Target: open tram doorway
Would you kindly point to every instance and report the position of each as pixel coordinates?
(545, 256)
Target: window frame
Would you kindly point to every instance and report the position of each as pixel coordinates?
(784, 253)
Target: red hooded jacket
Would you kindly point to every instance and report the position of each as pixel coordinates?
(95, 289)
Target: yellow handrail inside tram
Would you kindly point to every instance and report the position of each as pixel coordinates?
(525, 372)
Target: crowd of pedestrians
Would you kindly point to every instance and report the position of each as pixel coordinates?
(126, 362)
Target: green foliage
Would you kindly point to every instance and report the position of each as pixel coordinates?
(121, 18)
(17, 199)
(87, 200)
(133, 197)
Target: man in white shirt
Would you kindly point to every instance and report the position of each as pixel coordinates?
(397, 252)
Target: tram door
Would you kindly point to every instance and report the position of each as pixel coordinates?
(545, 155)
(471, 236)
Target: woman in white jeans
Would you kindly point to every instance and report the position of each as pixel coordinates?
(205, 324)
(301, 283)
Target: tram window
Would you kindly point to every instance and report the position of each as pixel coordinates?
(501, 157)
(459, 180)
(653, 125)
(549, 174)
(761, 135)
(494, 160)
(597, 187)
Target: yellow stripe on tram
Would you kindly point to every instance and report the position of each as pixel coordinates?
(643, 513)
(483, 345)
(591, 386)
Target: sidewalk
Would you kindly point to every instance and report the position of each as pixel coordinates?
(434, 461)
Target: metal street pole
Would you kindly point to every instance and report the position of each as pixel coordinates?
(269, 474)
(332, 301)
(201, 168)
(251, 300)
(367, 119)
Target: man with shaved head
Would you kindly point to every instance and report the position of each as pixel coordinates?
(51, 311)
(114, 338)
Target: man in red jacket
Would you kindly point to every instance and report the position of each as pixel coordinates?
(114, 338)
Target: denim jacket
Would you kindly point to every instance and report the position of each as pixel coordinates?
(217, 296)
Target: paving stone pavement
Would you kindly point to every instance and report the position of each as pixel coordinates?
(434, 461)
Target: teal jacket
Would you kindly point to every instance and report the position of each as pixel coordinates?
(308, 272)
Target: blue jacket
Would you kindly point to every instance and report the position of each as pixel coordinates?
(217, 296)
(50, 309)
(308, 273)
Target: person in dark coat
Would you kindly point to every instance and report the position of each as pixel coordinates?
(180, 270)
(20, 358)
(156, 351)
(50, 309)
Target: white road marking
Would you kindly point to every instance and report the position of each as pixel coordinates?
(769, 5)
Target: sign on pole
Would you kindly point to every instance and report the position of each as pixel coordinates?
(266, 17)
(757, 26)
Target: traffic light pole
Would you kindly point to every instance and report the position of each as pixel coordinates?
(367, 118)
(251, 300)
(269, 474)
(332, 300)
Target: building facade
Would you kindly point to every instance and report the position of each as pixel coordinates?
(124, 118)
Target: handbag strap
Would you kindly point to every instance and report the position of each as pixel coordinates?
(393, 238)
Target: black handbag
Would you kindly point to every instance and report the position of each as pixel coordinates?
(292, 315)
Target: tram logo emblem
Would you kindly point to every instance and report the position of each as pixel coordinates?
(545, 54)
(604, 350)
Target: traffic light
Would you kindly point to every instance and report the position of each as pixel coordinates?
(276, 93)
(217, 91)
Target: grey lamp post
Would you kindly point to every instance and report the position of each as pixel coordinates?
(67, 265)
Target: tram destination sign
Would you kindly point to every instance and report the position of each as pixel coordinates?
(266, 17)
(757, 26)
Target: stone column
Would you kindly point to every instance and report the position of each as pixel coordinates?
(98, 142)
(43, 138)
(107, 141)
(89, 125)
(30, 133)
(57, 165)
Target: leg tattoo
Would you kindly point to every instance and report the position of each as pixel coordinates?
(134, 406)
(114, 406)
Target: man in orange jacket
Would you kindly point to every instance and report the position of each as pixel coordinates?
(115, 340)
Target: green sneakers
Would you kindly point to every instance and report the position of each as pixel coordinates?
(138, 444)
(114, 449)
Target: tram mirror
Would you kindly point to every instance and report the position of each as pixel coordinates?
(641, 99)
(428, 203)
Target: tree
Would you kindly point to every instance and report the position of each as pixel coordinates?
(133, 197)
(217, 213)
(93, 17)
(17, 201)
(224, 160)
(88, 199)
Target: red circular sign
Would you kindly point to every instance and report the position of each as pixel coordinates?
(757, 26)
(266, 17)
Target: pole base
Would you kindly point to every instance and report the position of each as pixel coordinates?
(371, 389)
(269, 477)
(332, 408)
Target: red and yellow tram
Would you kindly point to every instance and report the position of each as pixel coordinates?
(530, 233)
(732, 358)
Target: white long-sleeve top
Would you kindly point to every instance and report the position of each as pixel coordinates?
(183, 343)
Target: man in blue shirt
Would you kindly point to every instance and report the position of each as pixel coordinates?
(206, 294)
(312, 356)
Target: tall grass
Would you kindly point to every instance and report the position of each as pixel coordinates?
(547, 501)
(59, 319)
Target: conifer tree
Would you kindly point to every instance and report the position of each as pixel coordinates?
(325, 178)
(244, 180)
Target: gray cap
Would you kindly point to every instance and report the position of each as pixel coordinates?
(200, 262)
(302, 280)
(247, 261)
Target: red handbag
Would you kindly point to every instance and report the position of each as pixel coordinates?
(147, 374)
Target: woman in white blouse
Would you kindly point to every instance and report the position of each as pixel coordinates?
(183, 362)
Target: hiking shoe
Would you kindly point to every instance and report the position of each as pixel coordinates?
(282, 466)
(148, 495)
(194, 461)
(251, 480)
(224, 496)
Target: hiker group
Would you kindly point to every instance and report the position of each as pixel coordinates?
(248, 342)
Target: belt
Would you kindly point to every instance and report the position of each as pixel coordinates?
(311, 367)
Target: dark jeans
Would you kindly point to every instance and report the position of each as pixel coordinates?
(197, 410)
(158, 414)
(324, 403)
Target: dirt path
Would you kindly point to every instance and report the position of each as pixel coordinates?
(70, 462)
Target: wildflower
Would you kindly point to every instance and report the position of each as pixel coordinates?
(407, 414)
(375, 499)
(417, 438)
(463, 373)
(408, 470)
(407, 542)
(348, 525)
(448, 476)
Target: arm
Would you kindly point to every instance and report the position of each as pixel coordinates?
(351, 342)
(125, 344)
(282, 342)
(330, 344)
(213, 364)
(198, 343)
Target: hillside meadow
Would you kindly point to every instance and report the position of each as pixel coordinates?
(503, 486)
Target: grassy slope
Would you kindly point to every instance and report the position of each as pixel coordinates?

• [EXERCISE INSTRUCTIONS]: Can you reproduce every one of the entries above, line for line, without changing a word?

• [FINISHED ANSWER]:
Target: open tram doorway
Would you kindly point to every instance and report the position of each as pixel coordinates?
(545, 256)
Target: window frame
Would you kindly point to every instance and report the position of each as pixel coordinates?
(784, 253)
Target: red hooded jacket
Would you kindly point to every instance and report the position of each as pixel coordinates?
(95, 289)
Target: yellow handrail inside tram
Would you kindly point to every instance and report the position of each as pixel coordinates?
(525, 372)
Target: crowd of pedestrians
Would you kindly point to every instance and report the position of each as pixel coordinates?
(126, 362)
Target: green foliage
Would you kindly point to every instance and report the position of each as pixel coordinates?
(121, 18)
(17, 199)
(87, 200)
(133, 197)
Target: man in white shirt
Would you kindly point to every instance and report the position of each as pixel coordinates?
(397, 252)
Target: tram door
Would you kindly point to every instance and report the position of each as pixel coordinates?
(545, 155)
(471, 236)
Target: woman in white jeans
Would you kindly point to every instance and report the position of each as pixel coordinates?
(205, 324)
(301, 283)
Target: tram window
Would you kindly point to every instance and report the position of each as pixel coordinates?
(501, 157)
(459, 180)
(653, 125)
(549, 174)
(761, 135)
(494, 160)
(597, 187)
Target: yellow stripe on tram
Would you kindly point to every instance and report the position of each as pixel coordinates?
(643, 513)
(483, 345)
(591, 386)
Target: sidewalk
Would you kindly point to every instance and report the position of each as pixel coordinates?
(434, 461)
Target: metal street pole
Would you kindly point to every instance and report the position of each as pixel coordinates?
(269, 474)
(332, 301)
(201, 168)
(251, 300)
(367, 119)
Target: man with shaved head
Would you kindly point to every instance and report the position of each as pixel coordinates?
(51, 311)
(114, 338)
Target: man in red jacket
Would you kindly point to every instance and report the position of each as pixel coordinates?
(114, 338)
Target: denim jacket
Would you kindly point to every instance and report the position of each as pixel coordinates?
(217, 296)
Target: paving stone pavement
Would you kindly point to every instance and report the position of each as pixel coordinates?
(434, 461)
Target: teal jacket
Would you kindly point to every instance and report the position of each as pixel coordinates?
(308, 272)
Target: blue jacket
Would you kindly point to every instance and report the position of each as pixel coordinates?
(217, 296)
(50, 309)
(308, 273)
Target: person in dark coat
Would you kindly point to every instance and report the position of each as pixel coordinates?
(180, 270)
(20, 358)
(156, 351)
(50, 309)
Target: white road marking
Would you kindly point to every instance and report the position of each as pixel coordinates?
(769, 5)
Target: sign on pole
Would you kindly point to every instance and report the position of each as pixel coordinates?
(266, 17)
(757, 26)
Target: traffic light pole
Would you kindly point to every instance and report the position of each as pixel coordinates?
(367, 118)
(251, 300)
(269, 474)
(332, 300)
Target: building facade
Would you kindly point to every instance and report the position of each as pixel coordinates?
(124, 118)
Target: handbag strap
Would you kindly point to every instance and report the position of each as pixel coordinates?
(393, 238)
Target: black handbag
Would you kindly point to every instance and report the position of each as pixel coordinates?
(292, 315)
Target: tram logo emblem
Would you kindly point to every instance and report the position of each as pixel coordinates?
(545, 54)
(604, 350)
Target: traffic light
Would you kindly point to every instance and report the position of each as pixel coordinates?
(276, 93)
(217, 91)
Target: grey lamp post
Would you kindly point to every instance and report the position of each as pixel coordinates?
(67, 265)
Target: tram destination sign
Would you kindly point to every instance and report the position of each as pixel coordinates?
(266, 17)
(757, 26)
Target: stone column
Would you kindly point to every instance and report the position of each as pixel coordinates?
(98, 142)
(43, 138)
(107, 141)
(89, 125)
(30, 133)
(57, 165)
Target: leg tattoo
Would you kindly point to every instance and report the position of each as pixel coordinates?
(134, 406)
(114, 406)
Target: man in orange jacket
Would you kindly point to every instance and report the position of each as pixel coordinates?
(115, 340)
Target: green sneakers
Would you kindly point to every instance and report the position of each as pixel coordinates?
(138, 444)
(114, 449)
Target: tram mirror
Would you kindly point to every instance and report the position of each as pixel coordinates?
(641, 99)
(428, 203)
Target: tree
Would you kindly point to every instance and report the position of each as pixel coordinates?
(133, 197)
(217, 213)
(93, 17)
(17, 201)
(224, 160)
(88, 199)
Target: red circular sign
Would you kindly point to every instance and report the position of each as pixel coordinates?
(757, 26)
(266, 17)
Target: pole base
Would you kindly point to every instance and report the position of each as pixel coordinates?
(371, 389)
(269, 477)
(332, 408)
Target: red and yellow tram
Would you kindly point to every instance and report the position of each as pixel coordinates?
(530, 233)
(732, 358)
Target: white long-sleeve top
Would you kindly point to every instance and report the position of each as pixel coordinates?
(183, 343)
Target: man in blue shirt
Would you kindly point to every instance and report the position of each as pixel coordinates?
(206, 294)
(312, 356)
Target: tall grass
Would you kindly point to every instance and report the position of each as pixel coordinates?
(547, 501)
(59, 319)
Target: conifer tree
Would you kindly point to every instance and report the position of each as pixel coordinates?
(325, 178)
(244, 180)
Target: gray cap
Would you kindly point to every instance and report the position of each as pixel coordinates?
(200, 262)
(302, 280)
(247, 261)
Target: red handbag
Would you kindly point to every instance and report the position of each as pixel coordinates?
(147, 374)
Target: woman in white blouse
Would you kindly point to every instance and report the position of each as pixel coordinates?
(183, 362)
Target: hiking shoe
Would you kindly point to every instance and report the position of each as pixel coordinates?
(282, 466)
(148, 495)
(194, 461)
(251, 480)
(224, 496)
Target: hiker group
Would you kindly point to every instance and report the position of each as pixel coordinates?
(248, 342)
Target: belt
Would you kindly point to every instance and report the position of each as pixel coordinates?
(311, 367)
Target: dark jeans
Would you kindly point to every instance and report the position of each as pixel coordinates?
(197, 410)
(158, 414)
(324, 403)
Target: dirt path
Would you kindly point to every instance and report the position of each as pixel coordinates?
(70, 462)
Target: wildflower
Would you kindly point to every instance and report the position of each as pixel coordinates?
(407, 414)
(375, 499)
(417, 438)
(463, 373)
(408, 470)
(407, 542)
(348, 525)
(448, 476)
Target: arm
Would you kindly point to every instance and report the position of each as pixel coordinates?
(351, 342)
(125, 344)
(282, 342)
(330, 344)
(213, 364)
(198, 343)
Target: hillside meadow
Would you kindly point to every instance and report the position of each as pixel coordinates?
(503, 486)
Target: grassy slope
Would you kindly point to every instance and report the position of each as pixel coordinates?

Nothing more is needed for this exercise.